Stored dataset items

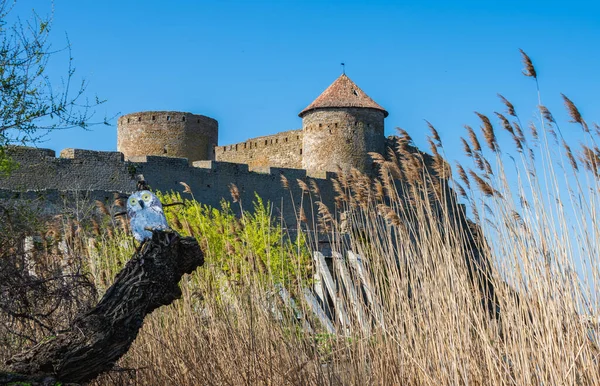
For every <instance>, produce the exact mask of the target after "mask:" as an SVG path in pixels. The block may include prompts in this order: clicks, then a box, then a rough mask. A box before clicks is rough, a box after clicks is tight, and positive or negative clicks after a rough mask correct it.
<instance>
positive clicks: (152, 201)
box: [127, 190, 171, 242]
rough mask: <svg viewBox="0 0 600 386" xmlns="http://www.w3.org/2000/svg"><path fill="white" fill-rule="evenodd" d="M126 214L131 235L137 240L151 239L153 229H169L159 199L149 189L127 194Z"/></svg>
mask: <svg viewBox="0 0 600 386" xmlns="http://www.w3.org/2000/svg"><path fill="white" fill-rule="evenodd" d="M127 214H128V215H129V221H130V224H131V231H132V233H133V237H135V239H136V240H137V241H139V242H142V241H145V240H148V239H151V238H152V231H153V230H155V229H158V230H170V229H171V228H170V227H169V225H168V224H167V218H166V217H165V213H164V212H163V208H162V204H161V203H160V200H159V199H158V197H156V196H155V195H154V194H153V193H152V192H150V191H149V190H140V191H137V192H135V193H133V194H132V195H131V196H129V199H128V200H127Z"/></svg>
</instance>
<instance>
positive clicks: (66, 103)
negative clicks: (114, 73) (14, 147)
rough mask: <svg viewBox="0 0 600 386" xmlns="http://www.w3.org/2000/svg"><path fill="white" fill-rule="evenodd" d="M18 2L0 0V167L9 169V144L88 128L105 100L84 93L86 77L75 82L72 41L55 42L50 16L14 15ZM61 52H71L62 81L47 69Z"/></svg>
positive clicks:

◆ **PROBLEM DESCRIPTION**: Using the entries above, find all lines with "instance". Copy them.

◆ **TASK ANSWER**:
For every <instance>, produce the exact mask of the target after "mask:" as an SVG path in pixels. The block may include prompts in this order: clicks, then a box, then a rough mask. A box before clicks is rough, a box after clicks is tight, and positive or negative clicks after a rough mask correct it.
<instance>
</instance>
<instance>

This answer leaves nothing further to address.